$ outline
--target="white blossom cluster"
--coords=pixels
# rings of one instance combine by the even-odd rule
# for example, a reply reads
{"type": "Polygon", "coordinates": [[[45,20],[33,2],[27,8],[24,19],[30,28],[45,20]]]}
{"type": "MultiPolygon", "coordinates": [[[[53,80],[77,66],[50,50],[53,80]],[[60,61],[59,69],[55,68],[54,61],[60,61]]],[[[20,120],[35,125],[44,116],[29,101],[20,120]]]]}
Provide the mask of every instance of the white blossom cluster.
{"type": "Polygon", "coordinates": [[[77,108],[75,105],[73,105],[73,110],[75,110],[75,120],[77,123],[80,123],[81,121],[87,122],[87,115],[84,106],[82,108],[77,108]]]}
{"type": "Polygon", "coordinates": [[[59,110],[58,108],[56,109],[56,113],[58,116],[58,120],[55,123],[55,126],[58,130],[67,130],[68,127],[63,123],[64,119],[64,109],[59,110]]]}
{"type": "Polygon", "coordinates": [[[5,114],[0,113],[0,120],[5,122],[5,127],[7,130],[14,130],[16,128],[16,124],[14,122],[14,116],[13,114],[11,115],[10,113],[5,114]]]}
++++++++++
Print every line of the data above again, character for character, without adding, dropping, or changing anything.

### Response to the task
$ outline
--target="white blossom cluster"
--coords=pixels
# rings of one instance combine by the even-odd rule
# for example, a reply reads
{"type": "Polygon", "coordinates": [[[45,20],[33,2],[27,8],[24,19],[30,28],[45,20]]]}
{"type": "MultiPolygon", "coordinates": [[[[53,80],[77,66],[50,50],[53,80]],[[60,61],[59,69],[55,68],[54,61],[60,61]]],[[[20,120],[35,125],[44,116],[29,101],[20,120]]]]}
Provide the mask of every instance of the white blossom cluster.
{"type": "Polygon", "coordinates": [[[77,108],[75,105],[73,105],[73,110],[75,110],[75,120],[77,123],[80,123],[81,121],[87,122],[87,115],[84,106],[82,108],[77,108]]]}
{"type": "Polygon", "coordinates": [[[59,110],[58,108],[56,109],[56,113],[58,116],[58,120],[55,123],[55,126],[58,130],[67,130],[68,127],[63,123],[64,119],[64,109],[59,110]]]}
{"type": "Polygon", "coordinates": [[[5,114],[0,113],[0,120],[5,122],[5,127],[7,130],[14,130],[16,128],[16,124],[14,122],[14,116],[13,114],[11,115],[10,113],[5,114]]]}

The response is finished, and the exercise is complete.